What the task asks => Copy every line of the data in which the word "leaf" occurs.

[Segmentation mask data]
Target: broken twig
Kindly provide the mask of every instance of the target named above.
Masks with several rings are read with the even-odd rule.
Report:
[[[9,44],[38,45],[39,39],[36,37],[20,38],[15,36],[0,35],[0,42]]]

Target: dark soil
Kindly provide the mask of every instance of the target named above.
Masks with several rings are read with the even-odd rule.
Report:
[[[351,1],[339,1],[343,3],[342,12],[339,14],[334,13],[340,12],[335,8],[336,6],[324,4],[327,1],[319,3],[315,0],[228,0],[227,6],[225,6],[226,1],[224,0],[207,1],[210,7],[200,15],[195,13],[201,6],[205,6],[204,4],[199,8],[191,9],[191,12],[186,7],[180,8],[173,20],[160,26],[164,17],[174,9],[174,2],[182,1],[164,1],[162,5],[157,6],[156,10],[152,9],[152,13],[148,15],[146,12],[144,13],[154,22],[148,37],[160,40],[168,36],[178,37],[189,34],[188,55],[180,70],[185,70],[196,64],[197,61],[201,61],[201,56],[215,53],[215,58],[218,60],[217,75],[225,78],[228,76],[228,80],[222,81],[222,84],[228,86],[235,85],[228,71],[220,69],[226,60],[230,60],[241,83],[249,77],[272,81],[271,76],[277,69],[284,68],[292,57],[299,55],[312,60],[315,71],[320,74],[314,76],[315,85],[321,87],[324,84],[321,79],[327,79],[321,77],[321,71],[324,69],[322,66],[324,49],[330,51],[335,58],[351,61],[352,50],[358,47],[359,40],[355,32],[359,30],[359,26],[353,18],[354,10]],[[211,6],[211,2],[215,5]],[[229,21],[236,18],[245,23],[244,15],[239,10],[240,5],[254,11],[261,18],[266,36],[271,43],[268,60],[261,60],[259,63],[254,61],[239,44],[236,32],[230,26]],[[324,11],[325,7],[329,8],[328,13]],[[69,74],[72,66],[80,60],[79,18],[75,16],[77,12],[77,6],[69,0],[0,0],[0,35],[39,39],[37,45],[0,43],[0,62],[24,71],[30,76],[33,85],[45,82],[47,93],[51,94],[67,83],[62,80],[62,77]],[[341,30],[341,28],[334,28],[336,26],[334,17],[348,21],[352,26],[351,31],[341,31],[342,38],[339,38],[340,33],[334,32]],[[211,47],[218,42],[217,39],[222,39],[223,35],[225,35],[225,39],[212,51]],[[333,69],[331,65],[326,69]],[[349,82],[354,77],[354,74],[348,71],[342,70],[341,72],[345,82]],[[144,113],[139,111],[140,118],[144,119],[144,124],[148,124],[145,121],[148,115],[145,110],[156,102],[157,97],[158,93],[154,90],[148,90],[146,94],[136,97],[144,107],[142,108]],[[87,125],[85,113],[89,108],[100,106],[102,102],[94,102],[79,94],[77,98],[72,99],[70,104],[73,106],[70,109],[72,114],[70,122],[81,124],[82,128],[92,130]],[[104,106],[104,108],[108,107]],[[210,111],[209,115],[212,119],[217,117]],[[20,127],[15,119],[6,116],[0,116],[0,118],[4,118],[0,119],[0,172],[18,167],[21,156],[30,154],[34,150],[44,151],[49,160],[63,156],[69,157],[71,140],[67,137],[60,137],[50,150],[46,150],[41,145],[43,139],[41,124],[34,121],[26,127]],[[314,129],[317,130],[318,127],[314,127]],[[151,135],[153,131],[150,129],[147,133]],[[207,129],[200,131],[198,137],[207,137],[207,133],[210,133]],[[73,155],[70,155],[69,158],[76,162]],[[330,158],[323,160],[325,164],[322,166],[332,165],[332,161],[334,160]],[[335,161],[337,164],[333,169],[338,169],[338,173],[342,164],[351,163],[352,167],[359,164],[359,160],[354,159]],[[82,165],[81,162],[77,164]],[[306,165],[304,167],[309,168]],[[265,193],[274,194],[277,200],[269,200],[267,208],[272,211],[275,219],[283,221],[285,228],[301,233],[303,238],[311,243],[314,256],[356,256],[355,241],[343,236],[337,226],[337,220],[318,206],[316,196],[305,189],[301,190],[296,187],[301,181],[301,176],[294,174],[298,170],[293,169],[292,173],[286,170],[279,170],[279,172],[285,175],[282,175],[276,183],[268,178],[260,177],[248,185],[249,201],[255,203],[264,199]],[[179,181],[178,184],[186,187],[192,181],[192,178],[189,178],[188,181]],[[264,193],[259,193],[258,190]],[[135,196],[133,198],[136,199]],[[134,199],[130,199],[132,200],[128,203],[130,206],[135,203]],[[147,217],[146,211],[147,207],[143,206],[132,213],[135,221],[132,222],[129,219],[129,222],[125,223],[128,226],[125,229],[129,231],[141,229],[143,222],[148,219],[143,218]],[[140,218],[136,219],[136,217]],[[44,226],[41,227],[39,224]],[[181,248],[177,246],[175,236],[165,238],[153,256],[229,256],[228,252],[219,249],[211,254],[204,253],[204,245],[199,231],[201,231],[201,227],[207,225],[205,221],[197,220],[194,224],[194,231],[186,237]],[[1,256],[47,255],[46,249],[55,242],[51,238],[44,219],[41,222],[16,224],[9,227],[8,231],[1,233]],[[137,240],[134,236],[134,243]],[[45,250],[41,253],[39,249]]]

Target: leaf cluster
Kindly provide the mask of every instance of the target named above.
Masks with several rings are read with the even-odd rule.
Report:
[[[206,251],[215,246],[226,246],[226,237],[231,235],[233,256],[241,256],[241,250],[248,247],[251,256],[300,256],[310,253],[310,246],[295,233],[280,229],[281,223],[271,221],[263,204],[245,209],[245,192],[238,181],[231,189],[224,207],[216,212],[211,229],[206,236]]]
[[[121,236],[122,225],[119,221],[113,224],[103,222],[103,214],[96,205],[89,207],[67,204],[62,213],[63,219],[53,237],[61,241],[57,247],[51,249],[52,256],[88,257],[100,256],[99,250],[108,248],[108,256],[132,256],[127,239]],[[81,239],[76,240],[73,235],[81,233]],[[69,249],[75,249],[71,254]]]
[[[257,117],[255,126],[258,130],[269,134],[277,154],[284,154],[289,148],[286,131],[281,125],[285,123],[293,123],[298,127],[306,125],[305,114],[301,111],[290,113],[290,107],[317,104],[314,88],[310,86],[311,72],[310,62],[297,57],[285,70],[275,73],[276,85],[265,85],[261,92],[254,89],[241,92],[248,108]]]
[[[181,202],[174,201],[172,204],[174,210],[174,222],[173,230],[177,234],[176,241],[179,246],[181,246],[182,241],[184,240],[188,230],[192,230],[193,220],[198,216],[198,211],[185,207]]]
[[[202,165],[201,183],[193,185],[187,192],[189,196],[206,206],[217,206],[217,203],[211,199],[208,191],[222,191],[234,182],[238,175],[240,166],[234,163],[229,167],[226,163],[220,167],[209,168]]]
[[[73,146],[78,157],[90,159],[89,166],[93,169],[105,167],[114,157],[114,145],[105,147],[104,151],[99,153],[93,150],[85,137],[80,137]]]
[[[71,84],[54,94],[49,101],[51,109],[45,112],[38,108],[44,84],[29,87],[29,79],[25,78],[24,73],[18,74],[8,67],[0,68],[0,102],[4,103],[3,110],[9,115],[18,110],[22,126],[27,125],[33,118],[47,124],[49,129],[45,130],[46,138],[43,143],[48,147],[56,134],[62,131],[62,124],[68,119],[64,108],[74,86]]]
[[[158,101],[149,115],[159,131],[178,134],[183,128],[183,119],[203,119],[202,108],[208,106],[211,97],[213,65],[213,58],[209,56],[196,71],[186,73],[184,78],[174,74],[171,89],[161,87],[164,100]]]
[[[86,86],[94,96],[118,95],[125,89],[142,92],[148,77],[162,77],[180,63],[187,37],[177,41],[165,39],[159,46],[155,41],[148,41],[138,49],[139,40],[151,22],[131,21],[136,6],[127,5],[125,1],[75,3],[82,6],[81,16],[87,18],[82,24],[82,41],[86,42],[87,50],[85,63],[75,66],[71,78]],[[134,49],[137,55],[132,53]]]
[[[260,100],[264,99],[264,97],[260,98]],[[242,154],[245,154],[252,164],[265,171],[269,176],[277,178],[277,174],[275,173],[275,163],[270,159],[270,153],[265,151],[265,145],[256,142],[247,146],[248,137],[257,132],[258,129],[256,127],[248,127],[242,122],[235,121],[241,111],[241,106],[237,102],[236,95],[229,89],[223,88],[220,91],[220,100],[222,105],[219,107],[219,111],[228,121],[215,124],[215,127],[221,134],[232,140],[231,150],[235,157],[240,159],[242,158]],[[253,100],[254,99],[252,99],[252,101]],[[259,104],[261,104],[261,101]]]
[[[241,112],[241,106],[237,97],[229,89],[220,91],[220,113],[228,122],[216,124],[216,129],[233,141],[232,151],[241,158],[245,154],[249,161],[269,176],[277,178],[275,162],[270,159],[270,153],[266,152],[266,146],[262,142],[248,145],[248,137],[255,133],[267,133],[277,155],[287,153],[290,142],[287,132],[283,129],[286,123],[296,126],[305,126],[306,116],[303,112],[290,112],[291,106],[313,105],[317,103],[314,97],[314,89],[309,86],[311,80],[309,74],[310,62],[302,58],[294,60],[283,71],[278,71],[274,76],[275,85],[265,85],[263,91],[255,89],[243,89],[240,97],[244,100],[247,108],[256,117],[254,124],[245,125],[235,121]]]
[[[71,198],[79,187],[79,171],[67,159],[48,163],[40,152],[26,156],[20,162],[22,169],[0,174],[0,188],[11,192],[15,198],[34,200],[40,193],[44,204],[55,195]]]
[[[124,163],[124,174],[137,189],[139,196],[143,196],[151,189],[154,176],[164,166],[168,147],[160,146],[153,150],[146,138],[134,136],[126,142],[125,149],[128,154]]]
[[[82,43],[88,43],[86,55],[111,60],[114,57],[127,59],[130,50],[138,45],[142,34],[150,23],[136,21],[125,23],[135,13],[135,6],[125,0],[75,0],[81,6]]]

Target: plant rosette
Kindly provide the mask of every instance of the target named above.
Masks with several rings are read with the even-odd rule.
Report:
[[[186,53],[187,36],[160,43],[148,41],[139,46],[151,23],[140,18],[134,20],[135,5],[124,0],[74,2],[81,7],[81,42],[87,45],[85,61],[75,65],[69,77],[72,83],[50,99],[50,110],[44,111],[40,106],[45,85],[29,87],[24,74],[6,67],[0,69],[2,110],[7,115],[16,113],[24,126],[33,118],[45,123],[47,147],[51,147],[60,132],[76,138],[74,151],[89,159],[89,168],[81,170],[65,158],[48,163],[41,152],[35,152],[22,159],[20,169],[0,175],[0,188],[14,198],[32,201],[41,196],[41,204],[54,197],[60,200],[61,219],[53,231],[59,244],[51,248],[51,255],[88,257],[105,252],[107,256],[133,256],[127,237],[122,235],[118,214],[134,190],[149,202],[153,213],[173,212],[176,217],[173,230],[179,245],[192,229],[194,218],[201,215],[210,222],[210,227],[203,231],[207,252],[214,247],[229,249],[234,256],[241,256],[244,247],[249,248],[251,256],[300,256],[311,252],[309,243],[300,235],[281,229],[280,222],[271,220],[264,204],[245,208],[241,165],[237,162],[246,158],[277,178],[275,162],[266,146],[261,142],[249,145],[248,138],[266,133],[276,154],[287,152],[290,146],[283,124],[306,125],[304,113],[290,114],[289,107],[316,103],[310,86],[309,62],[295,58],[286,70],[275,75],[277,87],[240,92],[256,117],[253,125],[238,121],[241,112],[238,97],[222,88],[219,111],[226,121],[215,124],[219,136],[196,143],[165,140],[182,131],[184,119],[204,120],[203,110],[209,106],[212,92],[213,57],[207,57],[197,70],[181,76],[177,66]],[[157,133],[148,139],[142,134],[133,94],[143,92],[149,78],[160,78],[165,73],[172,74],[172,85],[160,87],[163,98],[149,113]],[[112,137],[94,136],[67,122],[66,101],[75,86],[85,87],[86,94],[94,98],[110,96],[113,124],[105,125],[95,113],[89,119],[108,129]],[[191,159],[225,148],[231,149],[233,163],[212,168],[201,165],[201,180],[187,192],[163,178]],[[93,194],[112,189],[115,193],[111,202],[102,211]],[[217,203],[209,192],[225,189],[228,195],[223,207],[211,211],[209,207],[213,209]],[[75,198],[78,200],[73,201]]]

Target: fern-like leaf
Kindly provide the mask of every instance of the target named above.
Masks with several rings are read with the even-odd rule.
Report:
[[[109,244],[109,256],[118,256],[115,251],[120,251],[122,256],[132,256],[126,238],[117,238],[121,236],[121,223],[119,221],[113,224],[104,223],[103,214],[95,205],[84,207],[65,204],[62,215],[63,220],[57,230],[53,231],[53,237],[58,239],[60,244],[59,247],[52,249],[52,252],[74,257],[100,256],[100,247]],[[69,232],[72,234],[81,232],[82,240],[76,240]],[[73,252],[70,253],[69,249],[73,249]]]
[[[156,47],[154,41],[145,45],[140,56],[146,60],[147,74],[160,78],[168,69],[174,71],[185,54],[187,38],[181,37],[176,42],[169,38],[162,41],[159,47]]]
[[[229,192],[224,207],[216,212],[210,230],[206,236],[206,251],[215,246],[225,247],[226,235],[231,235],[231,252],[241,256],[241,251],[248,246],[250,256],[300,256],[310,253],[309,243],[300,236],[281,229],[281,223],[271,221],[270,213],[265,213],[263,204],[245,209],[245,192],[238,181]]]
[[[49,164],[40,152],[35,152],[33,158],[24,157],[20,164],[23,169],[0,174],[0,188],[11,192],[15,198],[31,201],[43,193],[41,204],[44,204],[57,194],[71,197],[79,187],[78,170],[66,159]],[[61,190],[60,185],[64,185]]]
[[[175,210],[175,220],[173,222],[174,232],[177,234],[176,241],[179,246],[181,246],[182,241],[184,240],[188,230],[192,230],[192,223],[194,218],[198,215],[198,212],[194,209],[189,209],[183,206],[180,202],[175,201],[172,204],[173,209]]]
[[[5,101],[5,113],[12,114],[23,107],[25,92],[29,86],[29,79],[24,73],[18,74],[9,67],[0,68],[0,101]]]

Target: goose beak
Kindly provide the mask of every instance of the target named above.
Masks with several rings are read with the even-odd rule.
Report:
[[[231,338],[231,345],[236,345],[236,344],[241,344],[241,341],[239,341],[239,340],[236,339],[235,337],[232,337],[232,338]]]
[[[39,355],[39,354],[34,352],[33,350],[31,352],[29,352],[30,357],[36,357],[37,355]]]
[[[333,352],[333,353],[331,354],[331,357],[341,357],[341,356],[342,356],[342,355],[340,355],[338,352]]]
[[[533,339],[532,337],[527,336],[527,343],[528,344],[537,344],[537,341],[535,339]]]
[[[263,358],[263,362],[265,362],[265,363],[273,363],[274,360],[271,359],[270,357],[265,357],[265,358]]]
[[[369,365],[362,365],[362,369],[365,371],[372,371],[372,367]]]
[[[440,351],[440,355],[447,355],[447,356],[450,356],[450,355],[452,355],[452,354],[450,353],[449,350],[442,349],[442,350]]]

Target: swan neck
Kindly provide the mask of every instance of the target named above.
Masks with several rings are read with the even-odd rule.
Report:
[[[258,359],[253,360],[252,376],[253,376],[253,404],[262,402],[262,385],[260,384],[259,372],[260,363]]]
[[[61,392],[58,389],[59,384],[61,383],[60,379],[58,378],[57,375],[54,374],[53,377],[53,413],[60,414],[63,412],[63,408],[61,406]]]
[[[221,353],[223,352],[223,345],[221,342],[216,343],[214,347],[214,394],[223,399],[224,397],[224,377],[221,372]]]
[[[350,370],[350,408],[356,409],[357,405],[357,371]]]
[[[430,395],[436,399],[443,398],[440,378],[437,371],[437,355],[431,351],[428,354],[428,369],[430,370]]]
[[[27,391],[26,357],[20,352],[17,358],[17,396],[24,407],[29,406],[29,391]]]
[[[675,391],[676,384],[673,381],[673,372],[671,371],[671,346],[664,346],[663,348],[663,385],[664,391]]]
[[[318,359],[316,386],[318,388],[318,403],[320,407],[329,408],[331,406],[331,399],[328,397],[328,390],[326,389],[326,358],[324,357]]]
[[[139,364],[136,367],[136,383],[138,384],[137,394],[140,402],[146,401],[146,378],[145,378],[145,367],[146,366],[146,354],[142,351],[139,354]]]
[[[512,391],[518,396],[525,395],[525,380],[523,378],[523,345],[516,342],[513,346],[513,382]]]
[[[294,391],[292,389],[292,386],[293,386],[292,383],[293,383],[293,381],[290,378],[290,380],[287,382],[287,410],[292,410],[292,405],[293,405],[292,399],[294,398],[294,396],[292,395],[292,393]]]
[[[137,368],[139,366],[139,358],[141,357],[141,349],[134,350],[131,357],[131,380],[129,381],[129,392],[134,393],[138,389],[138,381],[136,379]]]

Exercise result =>
Target: leaf cluster
Target: fern-like leaf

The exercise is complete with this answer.